> OBJECTIVE: Set down the full listing exactly as given. Any pictures are to be left out.

> SUPPLIED MATERIAL:
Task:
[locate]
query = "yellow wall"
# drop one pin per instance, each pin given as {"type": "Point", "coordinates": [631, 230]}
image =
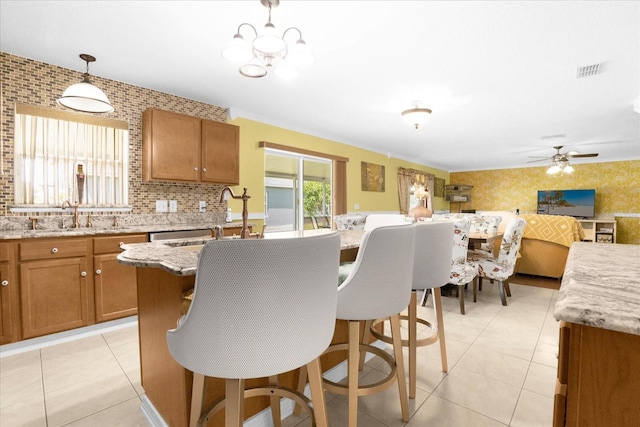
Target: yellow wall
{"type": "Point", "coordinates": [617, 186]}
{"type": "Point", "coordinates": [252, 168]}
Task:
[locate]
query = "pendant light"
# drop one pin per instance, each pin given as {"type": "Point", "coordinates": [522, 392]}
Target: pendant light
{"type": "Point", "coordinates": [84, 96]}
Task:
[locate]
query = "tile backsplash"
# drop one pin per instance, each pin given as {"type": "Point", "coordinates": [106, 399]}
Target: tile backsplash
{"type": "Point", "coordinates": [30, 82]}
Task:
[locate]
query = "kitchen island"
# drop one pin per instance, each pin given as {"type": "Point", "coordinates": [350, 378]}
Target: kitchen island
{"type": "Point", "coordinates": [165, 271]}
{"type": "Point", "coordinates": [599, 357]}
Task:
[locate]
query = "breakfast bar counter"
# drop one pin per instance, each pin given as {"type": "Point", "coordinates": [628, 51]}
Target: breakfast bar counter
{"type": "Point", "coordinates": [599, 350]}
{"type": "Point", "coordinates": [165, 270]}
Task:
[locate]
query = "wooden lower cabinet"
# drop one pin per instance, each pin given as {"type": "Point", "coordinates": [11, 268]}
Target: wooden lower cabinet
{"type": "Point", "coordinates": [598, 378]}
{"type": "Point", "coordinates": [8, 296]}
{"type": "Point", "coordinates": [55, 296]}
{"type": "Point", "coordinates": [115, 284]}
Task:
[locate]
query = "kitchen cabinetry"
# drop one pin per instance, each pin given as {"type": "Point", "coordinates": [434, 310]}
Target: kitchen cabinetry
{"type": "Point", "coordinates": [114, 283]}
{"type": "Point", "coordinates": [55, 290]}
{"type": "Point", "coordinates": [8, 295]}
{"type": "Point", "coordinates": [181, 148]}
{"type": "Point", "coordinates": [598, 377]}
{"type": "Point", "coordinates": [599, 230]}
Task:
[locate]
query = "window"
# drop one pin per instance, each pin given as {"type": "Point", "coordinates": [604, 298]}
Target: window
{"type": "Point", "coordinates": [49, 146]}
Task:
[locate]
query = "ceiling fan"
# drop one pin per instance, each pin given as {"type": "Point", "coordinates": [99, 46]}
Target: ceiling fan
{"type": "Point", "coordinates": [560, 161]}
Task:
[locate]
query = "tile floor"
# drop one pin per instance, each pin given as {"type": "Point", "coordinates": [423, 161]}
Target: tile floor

> RESULT OF THIS EXERCISE:
Task:
[locate]
query = "yellow wall"
# drop one pin per instance, each pin given as {"type": "Point", "coordinates": [631, 230]}
image =
Target: yellow wall
{"type": "Point", "coordinates": [617, 186]}
{"type": "Point", "coordinates": [252, 168]}
Task:
[locate]
query = "pendant light"
# drop one pin per instance, each pin given as {"type": "Point", "coordinates": [522, 392]}
Target: pendant light
{"type": "Point", "coordinates": [84, 96]}
Task:
[locate]
query = "tile backsplash"
# drop one pin per instance, each pin given as {"type": "Point", "coordinates": [106, 399]}
Target: tile backsplash
{"type": "Point", "coordinates": [30, 82]}
Task:
[locate]
query = "kitchen island"
# drop one pin per instance, each pin given as {"type": "Point", "coordinates": [350, 378]}
Target: kitchen island
{"type": "Point", "coordinates": [165, 271]}
{"type": "Point", "coordinates": [599, 357]}
Task:
[locate]
query = "breakfast bar counter"
# drop one pin per instance, each pin given as {"type": "Point", "coordinates": [628, 51]}
Target: breakfast bar counter
{"type": "Point", "coordinates": [599, 350]}
{"type": "Point", "coordinates": [165, 270]}
Task:
[locate]
query = "wooden lower cabinet"
# drop one pin per instance, each pin given as {"type": "Point", "coordinates": [11, 268]}
Target: wooden lower cabinet
{"type": "Point", "coordinates": [598, 378]}
{"type": "Point", "coordinates": [8, 296]}
{"type": "Point", "coordinates": [55, 296]}
{"type": "Point", "coordinates": [115, 284]}
Task:
[locate]
query = "kitchen cabinetry"
# drop one pin per instance, each pin given as {"type": "Point", "coordinates": [434, 310]}
Target: kitchen cabinetry
{"type": "Point", "coordinates": [114, 283]}
{"type": "Point", "coordinates": [55, 290]}
{"type": "Point", "coordinates": [8, 295]}
{"type": "Point", "coordinates": [181, 148]}
{"type": "Point", "coordinates": [598, 377]}
{"type": "Point", "coordinates": [599, 230]}
Task:
[locate]
query = "window"
# drop one pin per instance, each pin given as {"type": "Point", "coordinates": [604, 298]}
Target: window
{"type": "Point", "coordinates": [49, 146]}
Task:
[locate]
query = "ceiling fan"
# drop one pin per instance, each pin given as {"type": "Point", "coordinates": [99, 46]}
Target: ceiling fan
{"type": "Point", "coordinates": [560, 161]}
Task:
[locate]
query = "tile floor"
# drop one pin per instance, each pin given as {"type": "Point", "coordinates": [423, 161]}
Target: tile floor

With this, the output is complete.